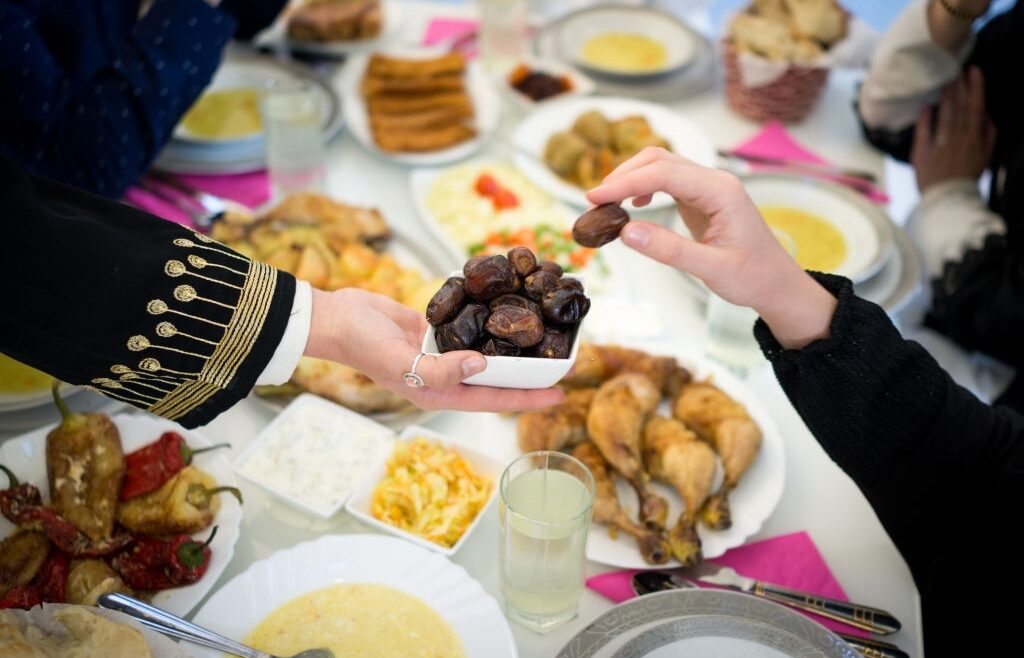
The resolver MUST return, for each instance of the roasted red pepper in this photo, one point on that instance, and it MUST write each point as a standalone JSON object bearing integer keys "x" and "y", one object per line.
{"x": 151, "y": 563}
{"x": 49, "y": 585}
{"x": 23, "y": 505}
{"x": 150, "y": 467}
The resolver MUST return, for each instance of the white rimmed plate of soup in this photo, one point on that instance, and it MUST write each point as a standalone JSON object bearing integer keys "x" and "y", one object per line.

※

Tarefa proposta.
Repita fielmente as linhas de todos os registros acima, deixando as imagens de fora da resposta.

Resposta à tarefa.
The resolver MUST return, for each instance of the roasted red pepper in this photo, one point on that instance, and it MUST write each point as a standalone JSON object bearing integer keys "x" and "y", one object per line.
{"x": 151, "y": 563}
{"x": 49, "y": 585}
{"x": 23, "y": 505}
{"x": 150, "y": 467}
The resolver MUST return, for each instance of the white rimmed plate of soup in this photo, one point on that instance, and it MUST write each point as a standalone JSON object bearing integer keys "x" and "y", one object per line.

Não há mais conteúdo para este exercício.